Exercise goal
List each line in the items below that contains the word "blue".

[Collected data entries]
..............................
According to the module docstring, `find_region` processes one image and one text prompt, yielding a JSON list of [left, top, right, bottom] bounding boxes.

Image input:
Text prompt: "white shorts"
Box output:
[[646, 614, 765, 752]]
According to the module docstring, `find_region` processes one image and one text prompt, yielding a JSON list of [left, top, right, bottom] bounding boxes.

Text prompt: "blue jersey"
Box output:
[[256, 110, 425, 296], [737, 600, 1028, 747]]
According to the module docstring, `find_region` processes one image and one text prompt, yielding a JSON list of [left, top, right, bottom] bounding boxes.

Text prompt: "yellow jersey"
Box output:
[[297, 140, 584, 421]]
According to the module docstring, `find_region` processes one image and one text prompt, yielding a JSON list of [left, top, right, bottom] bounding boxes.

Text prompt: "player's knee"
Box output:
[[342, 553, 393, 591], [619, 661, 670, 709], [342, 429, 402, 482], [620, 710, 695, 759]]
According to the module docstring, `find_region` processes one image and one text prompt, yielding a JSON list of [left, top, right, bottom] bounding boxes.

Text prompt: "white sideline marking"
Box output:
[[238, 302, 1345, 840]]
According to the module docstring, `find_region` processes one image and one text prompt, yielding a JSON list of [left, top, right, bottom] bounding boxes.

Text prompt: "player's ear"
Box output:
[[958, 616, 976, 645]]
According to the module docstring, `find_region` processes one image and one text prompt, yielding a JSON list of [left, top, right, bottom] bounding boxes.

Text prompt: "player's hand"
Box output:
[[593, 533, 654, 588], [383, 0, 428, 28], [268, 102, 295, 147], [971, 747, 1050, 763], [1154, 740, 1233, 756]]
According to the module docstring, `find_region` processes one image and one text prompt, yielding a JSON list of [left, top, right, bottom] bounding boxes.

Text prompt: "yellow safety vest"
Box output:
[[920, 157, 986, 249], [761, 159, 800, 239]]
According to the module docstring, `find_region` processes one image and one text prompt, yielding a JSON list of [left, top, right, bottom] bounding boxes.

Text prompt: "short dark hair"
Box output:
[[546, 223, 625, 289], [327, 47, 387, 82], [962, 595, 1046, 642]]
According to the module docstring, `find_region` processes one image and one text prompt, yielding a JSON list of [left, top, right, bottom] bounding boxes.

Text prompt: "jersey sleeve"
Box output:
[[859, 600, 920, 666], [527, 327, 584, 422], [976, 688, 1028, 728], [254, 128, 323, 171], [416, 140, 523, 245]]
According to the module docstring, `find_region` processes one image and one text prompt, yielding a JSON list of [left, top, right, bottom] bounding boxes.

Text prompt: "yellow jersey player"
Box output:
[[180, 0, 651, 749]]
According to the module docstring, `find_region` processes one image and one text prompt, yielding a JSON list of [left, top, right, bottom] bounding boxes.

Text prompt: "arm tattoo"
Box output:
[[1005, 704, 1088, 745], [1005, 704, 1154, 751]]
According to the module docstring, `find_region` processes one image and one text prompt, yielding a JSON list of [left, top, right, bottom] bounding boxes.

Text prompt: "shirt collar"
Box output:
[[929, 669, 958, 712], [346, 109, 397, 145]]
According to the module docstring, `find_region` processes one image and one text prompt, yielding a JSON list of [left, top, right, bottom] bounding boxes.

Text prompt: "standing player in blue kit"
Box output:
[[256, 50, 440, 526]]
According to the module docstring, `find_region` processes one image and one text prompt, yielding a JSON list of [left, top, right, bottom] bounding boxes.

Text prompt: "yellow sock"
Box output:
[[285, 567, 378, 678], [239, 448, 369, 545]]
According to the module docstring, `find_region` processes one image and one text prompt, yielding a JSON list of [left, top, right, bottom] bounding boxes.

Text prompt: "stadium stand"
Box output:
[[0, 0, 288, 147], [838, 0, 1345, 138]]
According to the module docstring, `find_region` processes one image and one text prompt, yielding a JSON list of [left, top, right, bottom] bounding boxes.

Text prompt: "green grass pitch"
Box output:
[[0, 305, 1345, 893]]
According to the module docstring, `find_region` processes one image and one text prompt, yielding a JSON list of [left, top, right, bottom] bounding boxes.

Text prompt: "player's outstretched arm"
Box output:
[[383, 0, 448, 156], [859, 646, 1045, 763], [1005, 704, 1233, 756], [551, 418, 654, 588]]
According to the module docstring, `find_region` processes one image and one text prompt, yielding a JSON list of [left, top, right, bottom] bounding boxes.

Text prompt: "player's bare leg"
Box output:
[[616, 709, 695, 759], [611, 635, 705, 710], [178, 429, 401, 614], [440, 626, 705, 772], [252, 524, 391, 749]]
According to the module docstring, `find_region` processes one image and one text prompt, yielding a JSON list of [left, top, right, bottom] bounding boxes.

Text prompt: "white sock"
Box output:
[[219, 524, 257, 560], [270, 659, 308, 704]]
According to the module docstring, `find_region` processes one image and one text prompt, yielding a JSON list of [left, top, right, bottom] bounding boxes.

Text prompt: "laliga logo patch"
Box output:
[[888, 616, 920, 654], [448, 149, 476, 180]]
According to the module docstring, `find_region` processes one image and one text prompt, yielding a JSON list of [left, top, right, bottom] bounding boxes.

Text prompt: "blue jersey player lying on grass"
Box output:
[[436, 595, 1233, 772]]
..............................
Full response
Text prompt: "blue jersey"
Text prompt: "standing player in blue kit"
Text prompt: "blue jersey player lying on grass"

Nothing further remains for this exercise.